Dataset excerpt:

********************

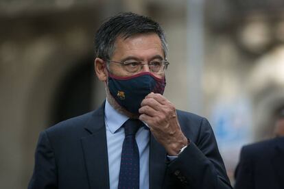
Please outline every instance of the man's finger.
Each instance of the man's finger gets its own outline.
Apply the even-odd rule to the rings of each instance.
[[[158,102],[159,102],[161,104],[163,104],[163,105],[167,104],[169,102],[169,101],[164,96],[158,93],[151,92],[145,97],[145,99],[151,99],[151,98],[154,99],[156,101],[157,101]]]
[[[148,105],[157,111],[160,111],[162,104],[153,98],[148,98],[144,99],[141,102],[141,107],[145,105]]]
[[[157,111],[152,108],[151,106],[149,106],[147,105],[143,105],[139,110],[139,114],[147,114],[147,116],[150,117],[154,117],[157,113]]]

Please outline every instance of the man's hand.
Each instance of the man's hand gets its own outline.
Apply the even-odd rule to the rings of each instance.
[[[169,155],[176,155],[187,139],[182,134],[176,108],[160,94],[151,92],[143,100],[139,119],[149,125],[156,140]]]

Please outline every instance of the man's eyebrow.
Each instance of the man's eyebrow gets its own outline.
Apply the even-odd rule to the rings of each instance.
[[[151,57],[151,58],[150,58],[150,60],[154,60],[154,59],[160,59],[160,60],[164,60],[164,58],[163,58],[163,56],[161,56],[161,55],[156,55],[153,57]],[[121,62],[124,62],[127,60],[137,60],[137,61],[141,61],[141,59],[136,57],[136,56],[128,56],[126,57],[125,58],[122,59],[121,60]]]

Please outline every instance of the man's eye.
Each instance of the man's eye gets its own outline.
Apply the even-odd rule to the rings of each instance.
[[[151,62],[150,64],[151,66],[161,66],[162,63],[161,62],[158,62],[158,61],[153,61],[153,62]]]
[[[126,66],[130,66],[130,67],[137,67],[137,66],[138,66],[140,64],[140,63],[139,63],[139,62],[134,62],[134,62],[125,62],[124,64]]]

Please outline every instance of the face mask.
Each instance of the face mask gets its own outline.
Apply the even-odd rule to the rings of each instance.
[[[117,77],[108,73],[108,88],[115,101],[130,112],[138,114],[143,99],[151,92],[163,94],[165,78],[149,72],[130,77]]]

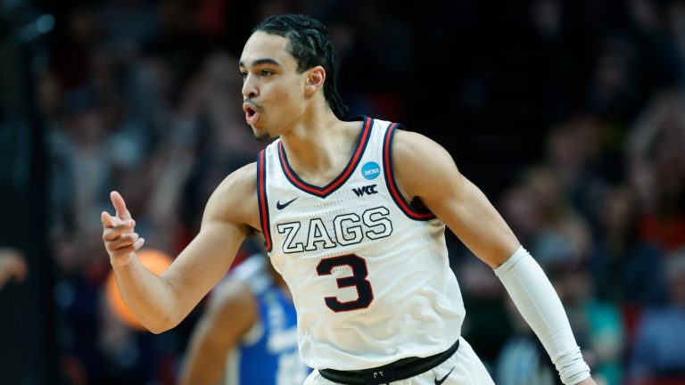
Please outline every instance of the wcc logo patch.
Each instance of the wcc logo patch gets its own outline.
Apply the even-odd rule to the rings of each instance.
[[[359,197],[360,197],[360,196],[362,196],[364,194],[371,195],[372,193],[378,193],[378,192],[376,191],[376,184],[369,184],[367,186],[362,186],[362,187],[359,187],[359,188],[353,188],[352,191]]]
[[[367,162],[361,168],[361,175],[368,180],[374,180],[381,175],[381,167],[376,162]]]

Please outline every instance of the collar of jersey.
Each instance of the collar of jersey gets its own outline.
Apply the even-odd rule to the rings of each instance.
[[[342,169],[340,175],[338,175],[338,176],[336,176],[331,183],[323,187],[308,184],[307,182],[301,179],[297,174],[295,174],[295,172],[293,170],[293,168],[291,168],[290,164],[288,163],[288,155],[285,153],[285,149],[283,147],[283,142],[278,142],[278,159],[280,160],[283,173],[285,175],[285,178],[287,178],[288,181],[290,181],[290,183],[298,189],[320,198],[327,197],[340,186],[344,184],[345,181],[347,181],[347,179],[350,178],[350,176],[352,175],[352,172],[354,172],[357,165],[359,164],[359,160],[361,160],[361,157],[364,154],[364,150],[367,148],[367,144],[368,143],[368,138],[371,135],[371,128],[374,126],[374,119],[371,118],[360,118],[363,119],[364,124],[362,125],[359,136],[357,138],[357,143],[354,145],[354,152],[352,152],[352,156],[350,158],[350,160],[347,162],[347,166],[344,169]]]

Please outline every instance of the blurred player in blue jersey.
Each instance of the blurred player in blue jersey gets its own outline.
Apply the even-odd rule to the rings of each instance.
[[[212,291],[191,336],[180,383],[300,385],[295,308],[283,279],[254,255]]]

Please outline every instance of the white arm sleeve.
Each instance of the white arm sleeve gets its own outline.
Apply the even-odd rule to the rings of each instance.
[[[531,254],[518,248],[495,274],[551,357],[561,381],[574,385],[590,377],[561,300]]]

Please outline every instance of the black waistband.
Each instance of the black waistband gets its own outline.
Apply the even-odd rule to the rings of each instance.
[[[434,368],[452,356],[459,348],[459,340],[442,353],[427,357],[408,357],[384,366],[359,371],[321,369],[321,377],[345,385],[379,385],[406,380]]]

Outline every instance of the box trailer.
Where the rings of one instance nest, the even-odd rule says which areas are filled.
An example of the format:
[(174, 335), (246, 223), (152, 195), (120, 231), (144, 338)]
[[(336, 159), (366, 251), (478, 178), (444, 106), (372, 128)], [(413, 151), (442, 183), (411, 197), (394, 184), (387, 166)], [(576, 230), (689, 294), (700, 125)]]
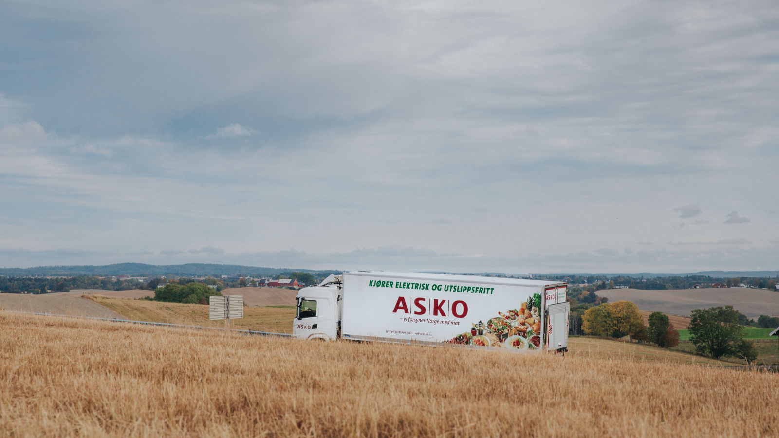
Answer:
[(297, 296), (293, 336), (567, 350), (560, 281), (384, 271), (331, 275)]

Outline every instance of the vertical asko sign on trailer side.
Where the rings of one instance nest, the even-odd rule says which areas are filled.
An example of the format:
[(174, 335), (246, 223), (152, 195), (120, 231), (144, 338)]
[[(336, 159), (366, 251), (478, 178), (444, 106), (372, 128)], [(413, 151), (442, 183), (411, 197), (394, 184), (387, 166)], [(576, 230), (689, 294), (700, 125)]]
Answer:
[(293, 334), (541, 350), (544, 309), (564, 302), (566, 288), (558, 281), (347, 272), (298, 291)]

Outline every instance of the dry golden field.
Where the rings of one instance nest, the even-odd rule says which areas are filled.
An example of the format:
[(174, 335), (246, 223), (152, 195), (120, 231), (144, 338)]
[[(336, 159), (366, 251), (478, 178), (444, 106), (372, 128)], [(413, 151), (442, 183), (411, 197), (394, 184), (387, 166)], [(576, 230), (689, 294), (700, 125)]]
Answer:
[(298, 291), (282, 288), (227, 288), (223, 295), (243, 295), (248, 306), (294, 306)]
[(779, 375), (0, 312), (0, 436), (765, 436)]

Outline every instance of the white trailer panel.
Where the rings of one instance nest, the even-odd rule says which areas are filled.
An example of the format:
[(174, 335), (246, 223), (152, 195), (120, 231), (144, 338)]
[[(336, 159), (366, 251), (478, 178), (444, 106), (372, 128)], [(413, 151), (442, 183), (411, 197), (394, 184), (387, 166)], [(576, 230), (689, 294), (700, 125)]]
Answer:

********************

== Exercise task ==
Write out all the entries exactly, except for the pictures.

== Answer ==
Please outline every instance of the man's finger.
Each instance of the man's finger gets its own outline.
Apply the even-odd rule to the rings of each instance.
[[[158,102],[159,102],[161,104],[163,104],[163,105],[167,104],[169,102],[169,101],[164,96],[158,93],[151,92],[145,97],[145,99],[151,99],[151,98],[154,99],[156,101],[157,101]]]
[[[148,105],[157,111],[160,111],[162,104],[153,98],[148,98],[144,99],[141,102],[141,107],[145,105]]]
[[[157,111],[152,108],[151,106],[149,106],[147,105],[143,105],[139,110],[139,114],[147,114],[147,116],[150,117],[154,117],[157,113]]]

Please outline every instance of the man's hand.
Each instance of the man's hand gets its own outline.
Apply the even-odd rule to the rings of each instance.
[[[169,155],[176,155],[187,139],[182,134],[176,108],[160,94],[151,92],[143,100],[139,119],[149,125],[156,140]]]

Please outline every instance of the man's eyebrow.
Each instance of the man's eyebrow gets its own outline.
Apply the even-odd rule to the rings of each instance.
[[[151,57],[151,58],[150,58],[150,60],[154,60],[154,59],[160,59],[160,60],[164,60],[164,58],[163,58],[163,56],[161,56],[161,55],[156,55],[153,57]],[[121,62],[124,62],[127,60],[137,60],[137,61],[141,61],[141,59],[136,57],[136,56],[128,56],[126,57],[125,58],[122,59],[121,60]]]

Please outline every instance of the man's eye.
Each instance of the man's eye gets its own outline.
Apply the even-odd rule to the rings of each instance.
[[[151,62],[150,64],[151,66],[161,66],[162,63],[161,62],[158,62],[158,61],[153,61],[153,62]]]
[[[126,66],[130,66],[130,67],[137,67],[137,66],[138,66],[140,64],[140,63],[139,63],[139,62],[134,62],[134,62],[125,62],[124,64]]]

Please outline every instance of the face mask.
Each instance of the face mask gets its own outline.
Apply the even-odd rule to the rings of each instance.
[[[117,77],[108,73],[108,88],[115,101],[130,112],[138,114],[143,99],[151,92],[163,94],[165,78],[149,72],[130,77]]]

Please outline every instance of the wcc logo patch.
Each instance of the wcc logo patch gets its own outline.
Apply the even-odd rule to the rings of each instance.
[[[359,197],[360,197],[360,196],[362,196],[364,194],[371,195],[372,193],[378,193],[378,192],[376,191],[376,184],[369,184],[367,186],[362,186],[362,187],[359,187],[359,188],[353,188],[352,191]]]
[[[367,162],[361,168],[361,175],[368,180],[374,180],[381,175],[381,167],[376,162]]]

Please outline every instance of the collar of jersey.
Each instance of the collar of jersey gets its own outline.
Apply the even-odd rule to the rings of each instance.
[[[342,169],[340,175],[338,175],[338,176],[336,176],[331,183],[323,187],[308,184],[307,182],[301,179],[297,174],[295,174],[295,172],[293,170],[293,168],[291,168],[290,164],[288,163],[288,155],[285,153],[285,149],[283,147],[283,142],[278,142],[278,159],[280,160],[283,173],[285,175],[285,178],[287,178],[288,181],[290,181],[290,183],[298,189],[320,198],[327,197],[340,186],[344,184],[345,181],[347,181],[347,179],[350,178],[350,176],[352,175],[352,172],[354,172],[357,165],[359,164],[359,160],[361,160],[361,157],[364,154],[364,150],[367,148],[367,144],[368,143],[368,138],[371,135],[371,128],[374,126],[374,119],[371,118],[360,118],[363,119],[364,124],[362,125],[359,136],[357,138],[357,143],[354,145],[354,152],[352,152],[352,156],[350,158],[350,160],[347,162],[347,166],[344,169]]]

Please outline every instance of the blurred player in blue jersey.
Each instance of the blurred player in blue jersey gets its own outline.
Apply the even-odd rule to the rings of each instance.
[[[212,291],[191,336],[180,383],[300,385],[295,308],[283,279],[254,255]]]

Please outline every instance of the white arm sleeve.
Each instance of the white arm sleeve gets its own outline.
Apply the even-odd rule to the rings of each instance.
[[[531,254],[518,248],[495,274],[551,357],[561,381],[574,385],[590,377],[561,300]]]

Please outline every instance of the black waistband.
Each instance of the black waistband gets its own outline.
Apply the even-odd rule to the rings of each instance.
[[[434,368],[452,356],[459,348],[459,340],[442,353],[427,357],[408,357],[384,366],[359,371],[321,369],[321,377],[345,385],[379,385],[406,380]]]

Outline every instance of the box trailer.
Where the rings of one instance nest, the even-odd rule says which areas are filled.
An example of the format:
[(174, 335), (246, 223), (152, 195), (120, 231), (144, 338)]
[[(336, 159), (366, 251), (478, 178), (444, 106), (372, 128)], [(413, 151), (442, 183), (411, 197), (394, 184), (387, 166)], [(576, 230), (689, 294), (700, 125)]]
Answer:
[(297, 296), (293, 336), (567, 350), (560, 281), (384, 271), (331, 275)]

Outline every instance of the vertical asko sign on trailer side.
Where the rings of one instance nest, the even-odd rule says which areas are filled.
An example of the format:
[(174, 335), (246, 223), (152, 195), (120, 231), (144, 338)]
[[(336, 159), (366, 251), (478, 178), (444, 106), (372, 128)], [(413, 151), (442, 183), (411, 197), (394, 184), (387, 166)], [(576, 230), (689, 294), (700, 125)]]
Answer:
[(293, 334), (541, 350), (544, 309), (564, 302), (566, 288), (558, 281), (347, 272), (298, 291)]

Outline every instance of the dry golden field.
Where the rings of one instance nest, the even-odd rule says which areas are filled.
An example of the format:
[(174, 335), (246, 223), (152, 195), (120, 231), (144, 338)]
[[(336, 159), (366, 251), (478, 178), (444, 106), (372, 128)], [(413, 151), (442, 183), (411, 197), (394, 184), (387, 166)], [(576, 230), (689, 294), (700, 125)]]
Answer:
[(298, 291), (282, 288), (227, 288), (223, 295), (243, 295), (248, 306), (294, 306)]
[(779, 375), (0, 312), (0, 436), (765, 436)]

Outline every instance of the white trailer panel.
Where the rings of one instance nest, the even-odd rule says which areas are filled.
An example of the format:
[(174, 335), (246, 223), (152, 195), (120, 231), (144, 338)]
[[(336, 159), (366, 251), (478, 178), (444, 106), (372, 128)], [(413, 151), (442, 183), (411, 197), (394, 184), (387, 166)], [(576, 230), (689, 294), (700, 125)]]
Answer:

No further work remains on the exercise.